[Click here for a PDF of this post with nicer formatting]
Disclaimer
Peeter’s lecture notes from class. These may be incoherent and rough.
These are notes for the UofT course ECE1505H, Convex Optimization, taught by Prof. Stark Draper, from [1].
Today
- Local and global optimality
- Compositions of functions
- Examples
Example:
\begin{equation}\label{eqn:convexOptimizationLecture7:20}
\begin{aligned}
F(x) &= x^2 \\
F”(x) &= 2 > 0
\end{aligned}
\end{equation}
strictly convex.
Example:
\begin{equation}\label{eqn:convexOptimizationLecture7:40}
\begin{aligned}
F(x) &= x^3 \\
F”(x) &= 6 x.
\end{aligned}
\end{equation}
Not always non-negative, so not convex. However \( x^3 \) is convex on \( \textrm{dom} F = \mathbb{R}_{+} \).
Example:
\begin{equation}\label{eqn:convexOptimizationLecture7:60}
\begin{aligned}
F(x) &= x^\alpha \\
F'(x) &= \alpha x^{\alpha-1} \\
F”(x) &= \alpha(\alpha-1) x^{\alpha-2}.
\end{aligned}
\end{equation}
This is convex on \( \mathbb{R}_{+} \), if \( \alpha \ge 1 \), or \( \alpha \le 0 \).
Example:
\begin{equation}\label{eqn:convexOptimizationLecture7:80}
\begin{aligned}
F(x) &= \log x \\
F'(x) &= \inv{x} \\
F”(x) &= -\inv{x^2} \le 0
\end{aligned}
\end{equation}
This is concave.
Example:
\begin{equation}\label{eqn:convexOptimizationLecture7:100}
\begin{aligned}
F(x) &= x\log x \\
F'(x) &= \log x + x \inv{x} = 1 + \log x \\
F”(x) &= \inv{x}
\end{aligned}
\end{equation}
This is strictly convex on
\( \mathbb{R}_{++} \), where
\( F”(x) \ge 0 \).
Example:
\begin{equation}\label{eqn:convexOptimizationLecture7:120}
\begin{aligned}
F(x) &= e^{\alpha x} \\
F'(x) &= \alpha e^{\alpha x} \\
F”(x) &= \alpha^2 e^{\alpha x} \ge 0
\end{aligned}
\end{equation}
Such functions are plotted in fig. 2, and are convex function for all \( \alpha \).
Example:
For symmetric \( P \in S^n \)

▶ [Required work]:
[1] Please transcribe the convex optimization notes word for word, everything from "[Click here for" down to "Draper, from [1].".
[2] In the convex optimization notes, which course and instructor are the notes for?
[3] Write the next part of the convex optimization notes, starting after their final line.

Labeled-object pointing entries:
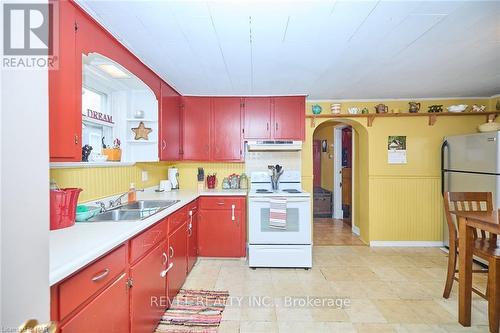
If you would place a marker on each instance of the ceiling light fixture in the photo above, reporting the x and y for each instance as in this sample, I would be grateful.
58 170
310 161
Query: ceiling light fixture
114 71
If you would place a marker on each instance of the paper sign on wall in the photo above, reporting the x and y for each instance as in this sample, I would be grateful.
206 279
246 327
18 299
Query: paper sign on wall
396 150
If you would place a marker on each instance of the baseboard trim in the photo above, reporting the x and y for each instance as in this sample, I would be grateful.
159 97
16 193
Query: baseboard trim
356 230
406 243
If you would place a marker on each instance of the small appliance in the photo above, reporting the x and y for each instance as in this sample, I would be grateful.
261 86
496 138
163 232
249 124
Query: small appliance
173 176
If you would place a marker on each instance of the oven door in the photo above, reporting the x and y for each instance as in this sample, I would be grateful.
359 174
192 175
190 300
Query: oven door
298 222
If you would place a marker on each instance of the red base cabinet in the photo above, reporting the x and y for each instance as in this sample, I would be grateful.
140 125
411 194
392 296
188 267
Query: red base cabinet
147 295
107 313
177 256
222 227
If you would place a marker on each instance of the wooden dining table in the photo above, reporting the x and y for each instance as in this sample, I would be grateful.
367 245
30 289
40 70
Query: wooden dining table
467 222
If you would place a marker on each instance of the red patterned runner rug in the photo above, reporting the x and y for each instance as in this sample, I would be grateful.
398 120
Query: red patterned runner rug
196 311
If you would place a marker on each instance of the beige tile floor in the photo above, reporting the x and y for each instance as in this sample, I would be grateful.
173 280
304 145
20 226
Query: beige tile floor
389 290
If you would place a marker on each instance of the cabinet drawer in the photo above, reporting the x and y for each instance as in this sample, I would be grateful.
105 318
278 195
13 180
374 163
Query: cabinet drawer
147 240
176 219
88 281
222 203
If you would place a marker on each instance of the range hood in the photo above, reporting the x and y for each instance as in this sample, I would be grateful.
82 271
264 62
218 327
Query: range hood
274 145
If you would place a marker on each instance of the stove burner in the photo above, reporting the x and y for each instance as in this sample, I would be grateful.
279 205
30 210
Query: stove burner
291 191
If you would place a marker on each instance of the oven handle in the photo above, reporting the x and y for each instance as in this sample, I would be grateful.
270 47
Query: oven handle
287 200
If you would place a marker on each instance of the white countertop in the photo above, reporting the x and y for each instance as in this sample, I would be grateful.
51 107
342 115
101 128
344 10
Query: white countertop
73 248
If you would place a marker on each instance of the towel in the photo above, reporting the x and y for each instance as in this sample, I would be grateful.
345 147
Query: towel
277 213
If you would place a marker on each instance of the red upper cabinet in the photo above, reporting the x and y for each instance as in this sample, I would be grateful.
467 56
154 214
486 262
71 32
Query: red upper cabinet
196 128
170 124
257 114
289 117
65 118
226 144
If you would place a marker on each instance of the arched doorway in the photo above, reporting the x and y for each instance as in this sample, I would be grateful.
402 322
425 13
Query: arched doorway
334 158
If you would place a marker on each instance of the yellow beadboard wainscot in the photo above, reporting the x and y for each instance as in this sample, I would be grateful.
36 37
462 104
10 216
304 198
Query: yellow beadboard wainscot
395 202
99 182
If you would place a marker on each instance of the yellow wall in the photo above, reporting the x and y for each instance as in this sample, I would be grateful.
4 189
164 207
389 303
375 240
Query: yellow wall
326 133
396 202
102 182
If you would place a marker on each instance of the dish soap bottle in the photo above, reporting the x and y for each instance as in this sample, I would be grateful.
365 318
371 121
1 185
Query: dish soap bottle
132 196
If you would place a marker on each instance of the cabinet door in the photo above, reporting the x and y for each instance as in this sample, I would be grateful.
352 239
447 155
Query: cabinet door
170 124
192 240
147 297
289 118
177 256
227 129
219 235
107 313
196 128
257 114
65 117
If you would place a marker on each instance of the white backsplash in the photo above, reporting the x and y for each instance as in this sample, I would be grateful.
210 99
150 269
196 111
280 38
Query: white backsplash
259 160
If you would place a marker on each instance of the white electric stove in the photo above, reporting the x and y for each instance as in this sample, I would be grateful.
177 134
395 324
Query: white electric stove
271 247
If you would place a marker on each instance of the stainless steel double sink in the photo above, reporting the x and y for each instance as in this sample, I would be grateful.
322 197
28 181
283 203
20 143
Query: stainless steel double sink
134 211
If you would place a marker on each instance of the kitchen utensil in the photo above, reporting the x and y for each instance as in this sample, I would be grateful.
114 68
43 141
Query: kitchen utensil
353 110
173 174
83 213
457 108
381 108
490 126
414 107
211 181
316 109
165 185
63 207
478 108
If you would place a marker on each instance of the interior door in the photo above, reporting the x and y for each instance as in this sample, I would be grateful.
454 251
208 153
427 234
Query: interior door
257 114
170 124
196 129
289 118
317 163
177 255
147 298
65 114
227 129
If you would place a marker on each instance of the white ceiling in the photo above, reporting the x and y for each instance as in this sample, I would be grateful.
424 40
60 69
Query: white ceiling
325 49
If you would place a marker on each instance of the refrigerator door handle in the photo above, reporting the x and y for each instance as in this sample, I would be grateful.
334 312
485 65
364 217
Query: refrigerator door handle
443 148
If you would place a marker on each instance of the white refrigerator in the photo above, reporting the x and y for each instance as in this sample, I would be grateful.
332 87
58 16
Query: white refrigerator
471 163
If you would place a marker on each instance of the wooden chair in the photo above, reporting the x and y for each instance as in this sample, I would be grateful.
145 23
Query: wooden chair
486 247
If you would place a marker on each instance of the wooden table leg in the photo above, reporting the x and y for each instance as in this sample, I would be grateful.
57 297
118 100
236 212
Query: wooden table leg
465 272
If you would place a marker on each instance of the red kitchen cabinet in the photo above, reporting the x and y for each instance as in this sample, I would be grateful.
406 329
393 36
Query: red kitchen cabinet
289 118
227 129
196 128
147 296
177 256
257 114
222 227
106 313
192 230
65 118
170 124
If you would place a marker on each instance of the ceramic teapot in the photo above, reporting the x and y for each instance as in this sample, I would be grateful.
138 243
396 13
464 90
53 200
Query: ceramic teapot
381 108
414 107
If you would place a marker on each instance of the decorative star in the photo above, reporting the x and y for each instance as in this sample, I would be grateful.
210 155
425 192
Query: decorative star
141 131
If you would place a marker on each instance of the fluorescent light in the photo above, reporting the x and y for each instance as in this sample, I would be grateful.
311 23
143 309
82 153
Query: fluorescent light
113 71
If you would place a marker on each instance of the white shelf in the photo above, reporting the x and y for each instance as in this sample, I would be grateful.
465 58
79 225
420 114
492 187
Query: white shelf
141 141
69 165
146 120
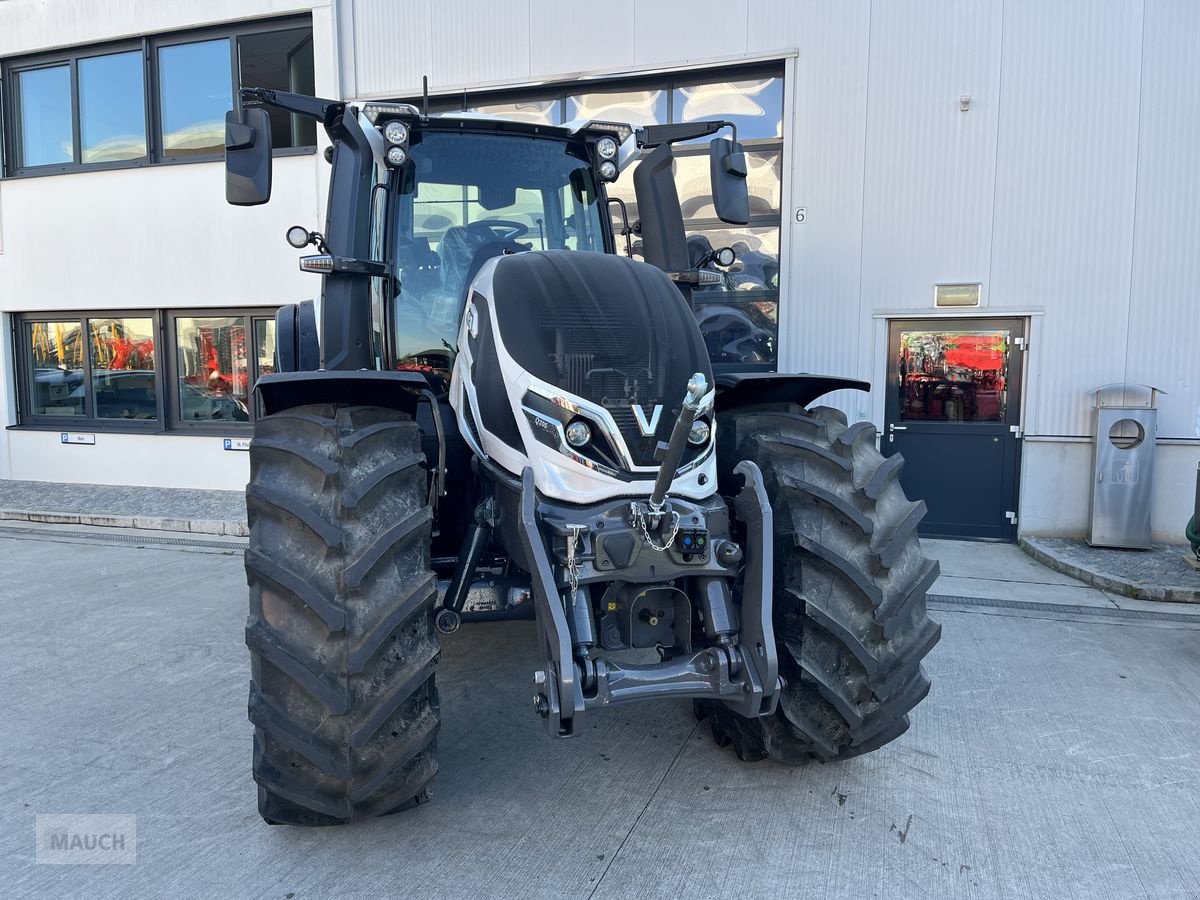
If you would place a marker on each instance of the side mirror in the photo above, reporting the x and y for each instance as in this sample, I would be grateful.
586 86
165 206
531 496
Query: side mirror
247 157
727 168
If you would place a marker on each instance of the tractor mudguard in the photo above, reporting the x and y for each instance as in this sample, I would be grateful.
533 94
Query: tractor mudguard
402 391
757 388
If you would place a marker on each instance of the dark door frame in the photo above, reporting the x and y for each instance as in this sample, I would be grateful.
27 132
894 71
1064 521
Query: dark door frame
1019 327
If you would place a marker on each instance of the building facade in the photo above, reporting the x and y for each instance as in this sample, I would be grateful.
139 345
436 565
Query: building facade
987 210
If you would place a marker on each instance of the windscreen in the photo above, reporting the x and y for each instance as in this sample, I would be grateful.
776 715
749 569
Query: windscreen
466 198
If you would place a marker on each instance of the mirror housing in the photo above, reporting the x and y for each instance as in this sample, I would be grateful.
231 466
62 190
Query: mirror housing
727 169
247 156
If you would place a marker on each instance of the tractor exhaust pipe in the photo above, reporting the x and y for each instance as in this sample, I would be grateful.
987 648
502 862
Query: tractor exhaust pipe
670 455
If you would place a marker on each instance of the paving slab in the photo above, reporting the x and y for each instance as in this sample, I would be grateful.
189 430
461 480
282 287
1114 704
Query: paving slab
1156 574
1054 757
993 561
125 507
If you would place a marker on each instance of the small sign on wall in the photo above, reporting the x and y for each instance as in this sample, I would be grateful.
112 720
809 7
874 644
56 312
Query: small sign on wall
955 294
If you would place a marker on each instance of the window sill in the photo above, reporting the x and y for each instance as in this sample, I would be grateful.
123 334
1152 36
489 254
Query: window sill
81 168
91 426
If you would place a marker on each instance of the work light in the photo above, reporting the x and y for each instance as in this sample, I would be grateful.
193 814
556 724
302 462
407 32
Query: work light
579 433
395 132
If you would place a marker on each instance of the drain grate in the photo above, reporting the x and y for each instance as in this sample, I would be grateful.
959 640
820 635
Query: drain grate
1108 612
141 540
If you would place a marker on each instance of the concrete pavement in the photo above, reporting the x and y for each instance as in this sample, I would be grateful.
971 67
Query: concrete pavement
1057 756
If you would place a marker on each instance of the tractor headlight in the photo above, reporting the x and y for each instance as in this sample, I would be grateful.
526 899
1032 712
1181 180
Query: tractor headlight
395 132
579 433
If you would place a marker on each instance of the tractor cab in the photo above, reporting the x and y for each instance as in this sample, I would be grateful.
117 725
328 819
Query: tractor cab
418 204
498 417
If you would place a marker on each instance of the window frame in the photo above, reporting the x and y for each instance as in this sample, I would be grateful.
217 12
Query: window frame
173 420
166 372
89 420
10 97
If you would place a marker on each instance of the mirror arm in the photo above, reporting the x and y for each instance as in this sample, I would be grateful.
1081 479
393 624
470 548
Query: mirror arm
323 111
653 136
625 231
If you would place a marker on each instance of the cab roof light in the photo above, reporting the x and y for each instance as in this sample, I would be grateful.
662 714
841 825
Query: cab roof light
373 111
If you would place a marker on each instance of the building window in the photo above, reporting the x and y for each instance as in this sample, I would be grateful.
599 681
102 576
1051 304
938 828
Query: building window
105 370
87 108
55 376
211 371
124 378
43 97
739 318
112 108
281 60
195 91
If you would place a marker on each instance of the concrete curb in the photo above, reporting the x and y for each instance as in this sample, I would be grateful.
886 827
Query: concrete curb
1109 581
150 523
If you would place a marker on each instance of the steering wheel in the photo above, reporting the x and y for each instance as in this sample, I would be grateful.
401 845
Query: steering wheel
495 226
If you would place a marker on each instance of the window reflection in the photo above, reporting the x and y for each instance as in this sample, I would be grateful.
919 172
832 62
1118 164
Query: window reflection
755 107
195 93
281 60
112 107
537 112
47 136
57 363
123 373
648 107
214 382
953 376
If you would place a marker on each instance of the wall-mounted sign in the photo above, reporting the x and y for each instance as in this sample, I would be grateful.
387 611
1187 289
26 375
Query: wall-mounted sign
955 295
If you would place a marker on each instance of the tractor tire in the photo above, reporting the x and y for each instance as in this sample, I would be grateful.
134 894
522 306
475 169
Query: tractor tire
341 615
850 585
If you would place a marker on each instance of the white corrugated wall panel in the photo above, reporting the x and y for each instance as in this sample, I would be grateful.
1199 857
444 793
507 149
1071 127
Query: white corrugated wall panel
670 33
480 41
1164 319
820 316
929 166
455 42
387 47
1065 193
567 37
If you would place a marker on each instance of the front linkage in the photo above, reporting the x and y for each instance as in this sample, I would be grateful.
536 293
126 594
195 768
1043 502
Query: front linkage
641 551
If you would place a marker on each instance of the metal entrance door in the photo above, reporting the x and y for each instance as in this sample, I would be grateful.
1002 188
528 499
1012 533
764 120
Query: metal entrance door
953 411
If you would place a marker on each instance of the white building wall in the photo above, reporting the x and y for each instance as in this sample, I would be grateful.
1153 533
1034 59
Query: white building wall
145 238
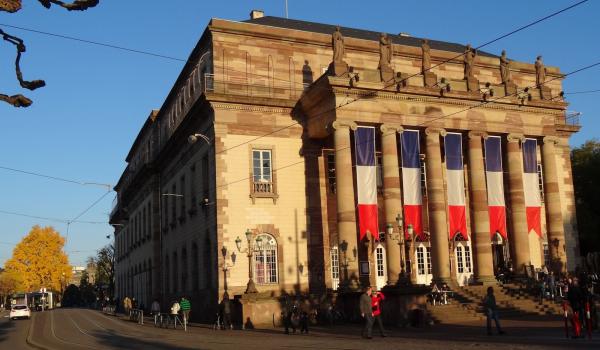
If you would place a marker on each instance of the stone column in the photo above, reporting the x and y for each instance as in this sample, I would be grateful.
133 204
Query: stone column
346 207
480 219
438 224
518 237
556 231
392 198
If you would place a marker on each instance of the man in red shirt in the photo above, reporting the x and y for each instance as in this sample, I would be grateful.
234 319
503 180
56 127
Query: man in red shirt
376 299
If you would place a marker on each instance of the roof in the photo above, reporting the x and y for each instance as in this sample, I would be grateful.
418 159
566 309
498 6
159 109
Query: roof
358 33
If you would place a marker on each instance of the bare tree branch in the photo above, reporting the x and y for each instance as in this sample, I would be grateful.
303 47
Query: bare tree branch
77 5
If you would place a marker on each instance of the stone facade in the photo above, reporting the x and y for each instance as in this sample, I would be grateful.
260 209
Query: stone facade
278 164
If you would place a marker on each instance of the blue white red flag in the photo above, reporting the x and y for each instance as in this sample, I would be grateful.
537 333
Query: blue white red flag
457 220
411 182
533 202
366 181
495 185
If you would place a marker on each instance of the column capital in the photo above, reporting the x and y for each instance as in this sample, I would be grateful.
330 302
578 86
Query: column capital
553 140
340 124
433 130
515 137
391 129
478 134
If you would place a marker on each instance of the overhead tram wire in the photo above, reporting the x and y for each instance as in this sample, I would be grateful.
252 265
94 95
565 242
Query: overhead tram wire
372 93
55 178
429 121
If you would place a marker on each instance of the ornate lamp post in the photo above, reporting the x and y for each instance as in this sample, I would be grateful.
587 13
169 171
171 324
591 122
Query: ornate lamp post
225 266
249 250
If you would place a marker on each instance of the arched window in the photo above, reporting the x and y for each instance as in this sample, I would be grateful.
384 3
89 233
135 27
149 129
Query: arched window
265 259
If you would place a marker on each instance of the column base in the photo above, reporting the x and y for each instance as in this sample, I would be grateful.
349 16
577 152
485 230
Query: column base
485 280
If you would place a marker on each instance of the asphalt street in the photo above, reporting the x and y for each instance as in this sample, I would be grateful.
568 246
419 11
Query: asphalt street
88 329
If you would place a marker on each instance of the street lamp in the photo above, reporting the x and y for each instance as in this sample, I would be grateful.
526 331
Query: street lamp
225 266
249 250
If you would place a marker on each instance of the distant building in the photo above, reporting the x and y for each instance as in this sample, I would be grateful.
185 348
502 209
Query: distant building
468 170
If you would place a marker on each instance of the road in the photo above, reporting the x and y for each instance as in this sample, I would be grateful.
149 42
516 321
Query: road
88 329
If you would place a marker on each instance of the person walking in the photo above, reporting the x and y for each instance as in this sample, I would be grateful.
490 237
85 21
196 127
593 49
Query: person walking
366 312
175 307
155 310
491 311
376 300
186 306
226 311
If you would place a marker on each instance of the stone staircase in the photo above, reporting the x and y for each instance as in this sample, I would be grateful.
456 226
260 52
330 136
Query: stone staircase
514 300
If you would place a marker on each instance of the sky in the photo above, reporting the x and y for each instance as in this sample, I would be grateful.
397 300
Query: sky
82 124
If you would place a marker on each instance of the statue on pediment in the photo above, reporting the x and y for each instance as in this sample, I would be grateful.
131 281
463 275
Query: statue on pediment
385 51
337 42
505 68
426 61
540 72
469 61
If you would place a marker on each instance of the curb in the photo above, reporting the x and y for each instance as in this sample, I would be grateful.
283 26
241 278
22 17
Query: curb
29 340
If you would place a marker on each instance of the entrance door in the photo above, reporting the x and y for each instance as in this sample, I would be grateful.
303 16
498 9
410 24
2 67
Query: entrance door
423 259
380 268
464 265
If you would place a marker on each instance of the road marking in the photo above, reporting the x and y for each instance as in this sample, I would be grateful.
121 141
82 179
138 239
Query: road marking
62 340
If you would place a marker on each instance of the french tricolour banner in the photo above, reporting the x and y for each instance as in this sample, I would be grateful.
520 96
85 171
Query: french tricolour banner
495 185
366 181
411 182
533 202
455 185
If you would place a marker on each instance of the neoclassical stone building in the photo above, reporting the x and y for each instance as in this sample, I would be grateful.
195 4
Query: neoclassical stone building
470 151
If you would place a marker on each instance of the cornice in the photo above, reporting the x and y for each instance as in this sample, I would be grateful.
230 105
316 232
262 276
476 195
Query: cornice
451 101
250 108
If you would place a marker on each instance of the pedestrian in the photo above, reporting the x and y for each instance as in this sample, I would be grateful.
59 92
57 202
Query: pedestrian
226 311
366 312
575 297
155 310
491 311
286 315
376 300
186 306
175 307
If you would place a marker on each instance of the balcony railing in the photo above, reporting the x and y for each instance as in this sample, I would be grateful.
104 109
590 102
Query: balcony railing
242 87
263 188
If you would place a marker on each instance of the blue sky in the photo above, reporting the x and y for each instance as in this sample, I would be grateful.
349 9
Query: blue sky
83 122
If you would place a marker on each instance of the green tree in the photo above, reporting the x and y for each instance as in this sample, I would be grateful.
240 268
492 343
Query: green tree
585 160
39 260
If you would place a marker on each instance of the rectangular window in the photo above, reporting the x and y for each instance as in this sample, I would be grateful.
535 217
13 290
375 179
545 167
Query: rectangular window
541 181
423 176
468 258
379 257
420 261
192 196
459 260
330 168
429 260
173 199
182 200
379 172
335 268
262 172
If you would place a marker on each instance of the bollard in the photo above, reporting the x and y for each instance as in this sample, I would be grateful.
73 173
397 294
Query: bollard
566 314
588 317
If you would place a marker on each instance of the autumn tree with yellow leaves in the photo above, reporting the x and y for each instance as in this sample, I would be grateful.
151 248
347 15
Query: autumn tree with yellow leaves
39 261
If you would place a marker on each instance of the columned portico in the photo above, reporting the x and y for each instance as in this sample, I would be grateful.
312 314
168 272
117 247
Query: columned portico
556 231
346 212
437 206
519 240
484 271
392 197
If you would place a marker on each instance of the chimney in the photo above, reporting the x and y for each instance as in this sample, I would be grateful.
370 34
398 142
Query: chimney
254 14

▶ [Answers for this exercise]:
[1]
[Click here for a PDF of this post with nicer formatting]
Disclaimer
Peeter’s lecture notes from class. These may be incoherent and rough.
These are notes for the UofT course ECE1505H, Convex Optimization, taught by Prof. Stark Draper, from [1].

[2] UofT course ECE1505H, Convex Optimization, taught by Prof. Stark Draper.

[3]
\begin{equation}\label{eqn:convexOptimizationLecture7:140}
\begin{aligned}
F(\Bx) &= \Bx^\T P \Bx + 2 \Bq^\T \Bx + r \\
\spacegrad F &= (P + P^\T) \Bx + 2 \Bq = 2 P \Bx + 2 \Bq \\
\spacegrad^2 F &= 2 P.
\end{aligned}
\end{equation}
This is convex(concave) if \( P \ge 0 \) (\( P \le 0\)).
Example:
A quadratic function
\begin{equation}\label{eqn:convexOptimizationLecture7:780}
F(x, y) = x^2 + y^2 + 3 x y,
\end{equation}
that is neither convex nor concave is plotted in fig 3.
This function can be put in matrix form
\begin{equation}\label{eqn:convexOptimizationLecture7:160}
F(x, y) = x^2 + y^2 + 3 x y
=
\begin{bmatrix}
x & y
\end{bmatrix}
\begin{bmatrix}
1 & 1.5 \\
1.5 & 1
\end{bmatrix}
\begin{bmatrix}
x \\
y
\end{bmatrix},
\end{equation}
and has the Hessian
\begin{equation}\label{eqn:convexOptimizationLecture7:180}
\begin{aligned}
\spacegrad^2 F
&=
\begin{bmatrix}
\partial_{xx} F & \partial_{xy} F \\
\partial_{yx} F & \partial_{yy} F \\
\end{bmatrix} \\
&=
\begin{bmatrix}
2 & 3 \\
3 & 2
\end{bmatrix} \\
&= 2 P.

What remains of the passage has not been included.